GOAL ::
Rewrite all of the data below, requests included, with every coordinate in the answers multiplied by 0.25 and rounded to a whole number, halves going up.

-- start DATASET RECORDS --

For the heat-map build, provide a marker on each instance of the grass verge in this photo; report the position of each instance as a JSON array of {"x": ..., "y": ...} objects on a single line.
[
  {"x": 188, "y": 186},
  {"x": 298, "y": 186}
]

-- end DATASET RECORDS --

FULL OUTPUT ::
For the heat-map build, provide a marker on each instance of the grass verge in this photo; report the position of each instance as a JSON array of {"x": ..., "y": ...} objects on a single line.
[
  {"x": 47, "y": 47},
  {"x": 75, "y": 47}
]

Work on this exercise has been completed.